Passage to read:
_ _ _ _ _

I am new to JS and was learning promises. The code excerpt I want to show is this
promisedFunction.then(data=>console.log(data))
or simply
promisedFunction.then(console.log)
which is equivalent of the former code excerpt. The question is how is that possible to just use then(console.log) instead of then(data=>console.log(data))? Does it mean that we can omit the passed-from-promise data in thenable callback?
data=>console.log(data) is a function that takes a parameter and calls a method with the passed in argument.
If you pass console.log it will execute the same method and still pass the same argument.
In effect you are dropping the extra function call - slightly more abstractly, imagine this:
//some function `f`
const f = x => x + 1;
//different function `g` that just forwards the call to `f`:
const g = x => f(x);
console.log(g(41)); //42The definition of g is just a function that all it does is call f. Which has exactly the same effect as the f function. So, we can just re-write it as:
//some function `f`
const f = x => x + 1;
//different function `g` that just forwards the call to `f`:
const g = f;
console.log(g(41)); //42and get exactly the same effect.
In Lambda Calculus, this removal of an essentially empty "wrapper function" is called Eta reduction.
Therefore, yes, both .then(data => console.log(data)) and .then(console.log) do exactly the same, you're performing the same sort of conversion where you're taking out a dummy forwarding function.

_ _ _ _ _

Excerpted records:

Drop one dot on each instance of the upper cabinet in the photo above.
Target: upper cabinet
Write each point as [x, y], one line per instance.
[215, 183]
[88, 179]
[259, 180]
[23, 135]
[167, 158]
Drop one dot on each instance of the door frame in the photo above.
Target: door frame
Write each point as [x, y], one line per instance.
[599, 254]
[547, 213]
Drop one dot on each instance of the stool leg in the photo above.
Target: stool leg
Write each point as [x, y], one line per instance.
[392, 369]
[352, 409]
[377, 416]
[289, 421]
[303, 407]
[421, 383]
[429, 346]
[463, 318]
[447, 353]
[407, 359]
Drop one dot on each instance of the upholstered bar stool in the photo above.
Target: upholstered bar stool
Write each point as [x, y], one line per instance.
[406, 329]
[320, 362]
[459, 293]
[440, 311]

_ _ _ _ _

Please decide whether each statement below agrees with the thread on promises above, answering yes or no and quoting the deciding words of the thread.
1. Passing console.log to then runs a different method from the one the arrow function calls.
2. Removing an empty wrapper function is known in Lambda Calculus as Eta reduction.
3. The thread says .then(console.log) and .then(data => console.log(data)) behave differently.

1. No: "If you pass console.log it will execute the same method and still pass the same argument."
2. Yes: "In Lambda Calculus, this removal of an essentially empty "wrapper function" is called Eta reduction."
3. No: "both .then(data => console.log(data)) and .then(console.log) do exactly the same"